> _SELECTED PASSAGE_:
=======

Care review proposal that all social workers do 100 hours’ practice a year labelled ‘out of touch’

Academics warn proposals, aimed at keeping all registered practitioners in touch with frontline practice, would be 'potentially disruptive'

registration printed on rubber stamp
Photo: Wolfilser/Adobe Stock

A care review recommendation to require all registered social workers to carry out 100 hours a year of client-facing work has drawn criticism from academics.

The review said the proposal, which it said Social Work England should make a requirement of registration, “would bring thousands of experienced social workers back in regular contact with the complexities of children’s social care”.

It said applying this to local authority managers who were on the register would help tackle the high level of administrative work, such as case recording, that social workers in direct practice had to carry out.

Managers ‘far from front line’

In its final report, published in late May, the review said this situation – which bred job dissatisfaction and high social work turnover –  was “made more acute by managers in the system who are far from the front line of practice”.

“The complexities of social work and the risks associated with poor decision-making can make paperwork, processes and monitoring feel reassuring,” it added. “Yet this approach to practice makes it even more likely that practitioners will miss an opportunity to intervene effectively with families.

“To address the culture and incentives associated with unnecessary bureaucracy, attention must be given to getting social workers back to practice.”

Within council children’s services, the measure would affect the roughly two-thirds of registrants who were not case holding.

=======

> _DATA FOR ANALYSIS_:
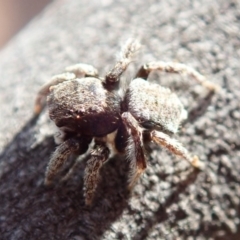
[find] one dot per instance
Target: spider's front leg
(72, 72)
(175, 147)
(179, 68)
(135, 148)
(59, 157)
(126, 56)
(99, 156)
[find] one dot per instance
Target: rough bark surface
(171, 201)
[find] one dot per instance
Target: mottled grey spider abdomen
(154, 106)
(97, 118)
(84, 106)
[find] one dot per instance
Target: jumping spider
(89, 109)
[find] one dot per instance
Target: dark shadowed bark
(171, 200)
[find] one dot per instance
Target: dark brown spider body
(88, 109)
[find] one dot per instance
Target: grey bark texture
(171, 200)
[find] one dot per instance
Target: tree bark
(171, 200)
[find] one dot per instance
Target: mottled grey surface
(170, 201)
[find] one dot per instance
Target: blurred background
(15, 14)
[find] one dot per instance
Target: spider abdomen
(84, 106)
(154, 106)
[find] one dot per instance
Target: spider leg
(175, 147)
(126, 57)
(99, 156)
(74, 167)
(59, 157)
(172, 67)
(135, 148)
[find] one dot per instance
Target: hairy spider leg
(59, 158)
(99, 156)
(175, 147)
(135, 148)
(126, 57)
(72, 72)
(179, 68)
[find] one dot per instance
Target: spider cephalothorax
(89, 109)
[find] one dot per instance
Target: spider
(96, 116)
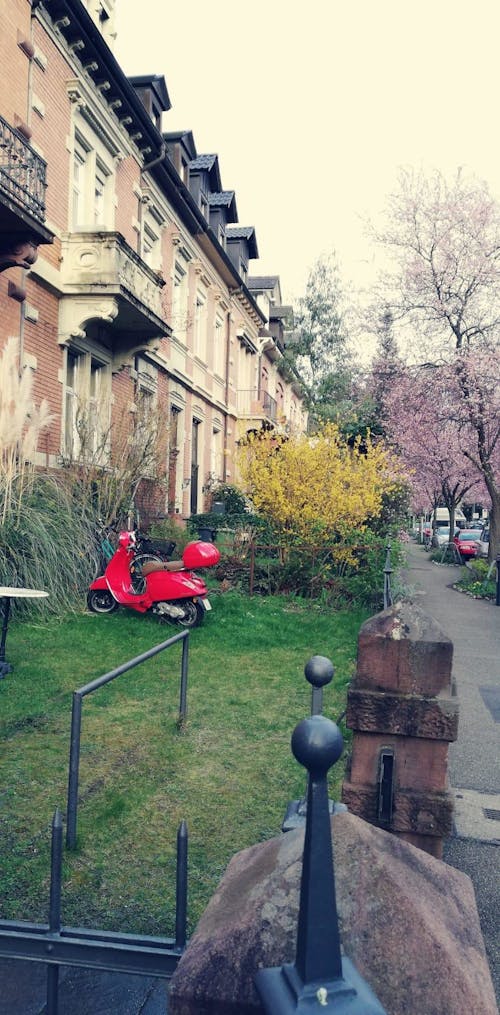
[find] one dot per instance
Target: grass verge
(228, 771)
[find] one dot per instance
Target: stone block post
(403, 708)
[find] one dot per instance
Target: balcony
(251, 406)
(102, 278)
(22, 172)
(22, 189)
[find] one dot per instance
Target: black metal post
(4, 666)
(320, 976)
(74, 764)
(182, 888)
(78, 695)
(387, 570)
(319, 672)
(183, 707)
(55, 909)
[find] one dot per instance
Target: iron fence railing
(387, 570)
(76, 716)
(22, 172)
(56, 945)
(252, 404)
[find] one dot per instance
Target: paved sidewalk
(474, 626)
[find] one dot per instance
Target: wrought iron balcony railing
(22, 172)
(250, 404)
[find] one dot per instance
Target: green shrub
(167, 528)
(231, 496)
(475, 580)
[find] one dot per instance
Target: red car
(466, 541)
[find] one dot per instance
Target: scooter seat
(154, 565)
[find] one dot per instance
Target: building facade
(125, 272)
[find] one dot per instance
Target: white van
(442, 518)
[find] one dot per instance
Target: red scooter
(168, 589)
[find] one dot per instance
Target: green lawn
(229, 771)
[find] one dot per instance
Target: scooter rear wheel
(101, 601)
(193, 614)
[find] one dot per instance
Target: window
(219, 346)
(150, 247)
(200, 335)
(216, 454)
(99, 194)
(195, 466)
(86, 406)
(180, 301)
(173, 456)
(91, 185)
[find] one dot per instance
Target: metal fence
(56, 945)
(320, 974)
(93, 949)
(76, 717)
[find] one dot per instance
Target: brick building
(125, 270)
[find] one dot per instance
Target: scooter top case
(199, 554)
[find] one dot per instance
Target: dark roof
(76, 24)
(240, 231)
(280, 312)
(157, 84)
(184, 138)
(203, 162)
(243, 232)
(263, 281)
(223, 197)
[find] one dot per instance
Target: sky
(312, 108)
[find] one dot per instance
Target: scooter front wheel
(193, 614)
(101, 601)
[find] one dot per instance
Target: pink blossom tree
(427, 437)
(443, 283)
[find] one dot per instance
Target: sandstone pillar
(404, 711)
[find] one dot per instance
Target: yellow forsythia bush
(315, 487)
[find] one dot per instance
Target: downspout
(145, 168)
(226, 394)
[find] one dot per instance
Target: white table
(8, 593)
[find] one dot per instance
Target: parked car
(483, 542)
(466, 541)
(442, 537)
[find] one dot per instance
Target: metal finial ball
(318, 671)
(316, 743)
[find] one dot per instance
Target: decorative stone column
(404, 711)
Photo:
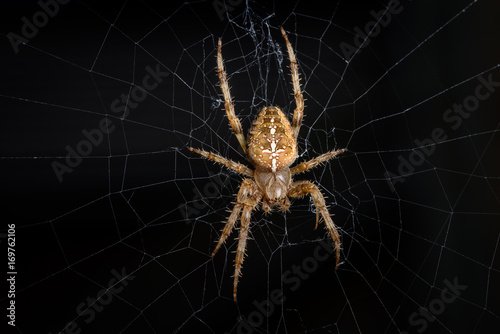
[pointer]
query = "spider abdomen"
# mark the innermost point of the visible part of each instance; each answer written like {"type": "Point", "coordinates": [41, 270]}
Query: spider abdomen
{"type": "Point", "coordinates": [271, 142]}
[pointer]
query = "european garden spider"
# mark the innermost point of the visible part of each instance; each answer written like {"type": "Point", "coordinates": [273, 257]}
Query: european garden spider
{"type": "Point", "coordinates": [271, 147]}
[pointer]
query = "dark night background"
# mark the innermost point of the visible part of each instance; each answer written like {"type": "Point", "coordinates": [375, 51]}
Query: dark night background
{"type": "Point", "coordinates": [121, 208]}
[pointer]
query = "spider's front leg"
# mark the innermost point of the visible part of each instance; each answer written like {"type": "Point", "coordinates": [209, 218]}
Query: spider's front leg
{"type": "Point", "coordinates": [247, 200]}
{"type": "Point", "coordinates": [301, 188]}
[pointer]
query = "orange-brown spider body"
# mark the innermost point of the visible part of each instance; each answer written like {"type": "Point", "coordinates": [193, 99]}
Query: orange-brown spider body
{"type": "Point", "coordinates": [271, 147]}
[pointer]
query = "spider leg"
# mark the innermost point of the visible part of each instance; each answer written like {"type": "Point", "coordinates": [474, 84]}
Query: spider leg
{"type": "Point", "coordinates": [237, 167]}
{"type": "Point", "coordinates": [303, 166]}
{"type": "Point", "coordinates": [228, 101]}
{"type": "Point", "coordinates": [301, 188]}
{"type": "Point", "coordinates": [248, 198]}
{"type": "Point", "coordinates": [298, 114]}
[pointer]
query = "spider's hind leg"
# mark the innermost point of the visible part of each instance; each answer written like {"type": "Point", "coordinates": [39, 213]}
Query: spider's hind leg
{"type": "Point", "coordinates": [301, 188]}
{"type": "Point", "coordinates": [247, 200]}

=======

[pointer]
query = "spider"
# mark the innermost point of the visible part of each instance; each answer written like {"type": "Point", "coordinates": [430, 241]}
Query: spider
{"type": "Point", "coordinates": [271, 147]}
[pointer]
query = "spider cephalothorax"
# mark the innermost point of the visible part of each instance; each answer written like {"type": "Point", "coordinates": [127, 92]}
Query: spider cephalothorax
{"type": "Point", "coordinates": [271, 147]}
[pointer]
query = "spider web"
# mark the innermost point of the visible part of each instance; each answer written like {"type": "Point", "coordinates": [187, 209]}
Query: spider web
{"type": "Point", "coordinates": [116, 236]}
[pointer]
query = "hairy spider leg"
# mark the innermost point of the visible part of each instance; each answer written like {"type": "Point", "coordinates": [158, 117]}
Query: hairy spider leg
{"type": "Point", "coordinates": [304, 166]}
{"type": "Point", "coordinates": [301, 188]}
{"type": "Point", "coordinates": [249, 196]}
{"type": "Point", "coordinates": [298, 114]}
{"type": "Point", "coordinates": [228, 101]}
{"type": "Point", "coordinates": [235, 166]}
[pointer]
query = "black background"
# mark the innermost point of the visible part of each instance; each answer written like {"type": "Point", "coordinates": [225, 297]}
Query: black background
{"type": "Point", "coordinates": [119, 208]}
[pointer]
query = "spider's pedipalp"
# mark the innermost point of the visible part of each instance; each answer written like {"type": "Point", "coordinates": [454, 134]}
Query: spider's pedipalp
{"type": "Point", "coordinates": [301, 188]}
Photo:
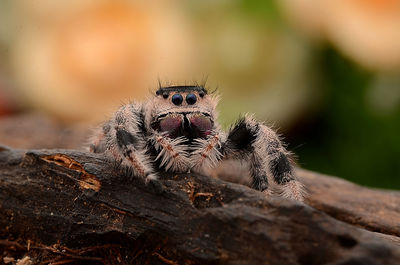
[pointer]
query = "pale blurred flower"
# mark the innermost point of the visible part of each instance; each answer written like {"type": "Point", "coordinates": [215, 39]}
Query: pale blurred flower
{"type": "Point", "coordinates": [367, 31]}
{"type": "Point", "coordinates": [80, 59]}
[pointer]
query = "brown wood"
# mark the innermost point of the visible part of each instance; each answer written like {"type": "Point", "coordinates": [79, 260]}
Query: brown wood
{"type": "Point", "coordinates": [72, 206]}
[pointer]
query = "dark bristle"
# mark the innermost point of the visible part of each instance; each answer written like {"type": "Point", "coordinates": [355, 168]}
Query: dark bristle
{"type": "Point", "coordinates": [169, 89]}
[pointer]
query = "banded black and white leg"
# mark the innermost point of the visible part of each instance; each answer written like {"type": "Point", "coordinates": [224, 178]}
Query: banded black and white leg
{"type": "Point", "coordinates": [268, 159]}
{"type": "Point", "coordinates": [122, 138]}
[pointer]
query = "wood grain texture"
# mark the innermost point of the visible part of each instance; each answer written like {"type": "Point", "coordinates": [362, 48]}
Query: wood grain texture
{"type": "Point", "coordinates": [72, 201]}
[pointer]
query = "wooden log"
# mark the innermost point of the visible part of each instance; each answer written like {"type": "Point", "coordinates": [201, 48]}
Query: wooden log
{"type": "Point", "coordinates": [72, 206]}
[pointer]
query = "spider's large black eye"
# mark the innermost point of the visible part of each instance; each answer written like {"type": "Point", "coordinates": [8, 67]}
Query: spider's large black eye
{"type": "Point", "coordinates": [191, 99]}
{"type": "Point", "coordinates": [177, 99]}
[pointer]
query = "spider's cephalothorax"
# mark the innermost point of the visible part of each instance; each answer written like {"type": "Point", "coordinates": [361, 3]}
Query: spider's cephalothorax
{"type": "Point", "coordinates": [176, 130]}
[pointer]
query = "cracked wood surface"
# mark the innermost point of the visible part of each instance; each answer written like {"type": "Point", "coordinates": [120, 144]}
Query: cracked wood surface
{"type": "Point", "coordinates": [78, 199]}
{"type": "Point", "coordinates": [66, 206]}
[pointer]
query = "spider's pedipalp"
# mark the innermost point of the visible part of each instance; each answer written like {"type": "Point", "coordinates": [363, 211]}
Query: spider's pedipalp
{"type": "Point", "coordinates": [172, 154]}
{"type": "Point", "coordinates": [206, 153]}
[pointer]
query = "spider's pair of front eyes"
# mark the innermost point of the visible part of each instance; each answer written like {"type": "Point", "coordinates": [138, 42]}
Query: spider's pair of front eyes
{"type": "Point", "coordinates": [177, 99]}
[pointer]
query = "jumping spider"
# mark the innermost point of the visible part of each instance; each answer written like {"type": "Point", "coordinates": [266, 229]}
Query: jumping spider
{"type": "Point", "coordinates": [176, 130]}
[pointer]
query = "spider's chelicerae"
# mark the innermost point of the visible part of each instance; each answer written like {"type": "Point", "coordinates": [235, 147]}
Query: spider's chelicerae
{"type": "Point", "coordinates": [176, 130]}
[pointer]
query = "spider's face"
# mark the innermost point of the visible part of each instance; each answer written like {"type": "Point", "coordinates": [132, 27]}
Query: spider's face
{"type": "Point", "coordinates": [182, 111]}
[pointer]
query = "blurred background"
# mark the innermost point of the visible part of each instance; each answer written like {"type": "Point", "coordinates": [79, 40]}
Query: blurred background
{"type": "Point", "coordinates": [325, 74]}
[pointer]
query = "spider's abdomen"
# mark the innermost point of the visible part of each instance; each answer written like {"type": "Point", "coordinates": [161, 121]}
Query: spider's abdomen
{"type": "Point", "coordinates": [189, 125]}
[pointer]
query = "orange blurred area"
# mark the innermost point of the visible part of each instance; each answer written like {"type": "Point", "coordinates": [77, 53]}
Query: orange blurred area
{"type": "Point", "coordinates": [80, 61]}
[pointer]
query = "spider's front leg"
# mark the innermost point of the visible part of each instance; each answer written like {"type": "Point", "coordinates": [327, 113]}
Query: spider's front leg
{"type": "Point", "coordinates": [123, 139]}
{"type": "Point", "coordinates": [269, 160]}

=======

> _EXERCISE DIRECTIONS_: Extend the article on the care review's proposal of 100 hours of client-facing work a year for all registered social workers, picking up after its final sentence.

> _EXERCISE OUTPUT_:
In a separate report providing more detail on its recommendations, the review asserted that it was important that other registrants not in direct practice, besides local authority managers, did the same.

“It is also vital that those who have a role in shaping the children’s social care system, whether local authority leaders, policy makers or academics, are close enough to frontline practice to understand the experiences of children and families and the issues facing the workforce,” it said.

“Narrowing the gap between leaders and the front line should inject new energy and innovation to drive continuous improvement in the system.”

‘Out of touch on a number of levels’

Practice in this context would mean client-facing work demanding the knowledge and skills of a social worker, the review said. It gave examples of spending two weeks working in a duty team, facilitating family group decision-making, undertaking fostering assessments or working to support victims of exploitation, and said spending time shadowing, quality-assuring or case-auditing should not count.

But Janet Melville-Wiseman, the chair of the Joint University Council Social Work Education Committee (JUCSWEC), said the proposal had raised red flags among academics.

“Academics stay close to practice in a variety of ways, including shadowing, but this proposal, and the suggestion that there is a greater need for them to ‘keep up’ is in itself out of touch on a number of levels,” she told Community Care.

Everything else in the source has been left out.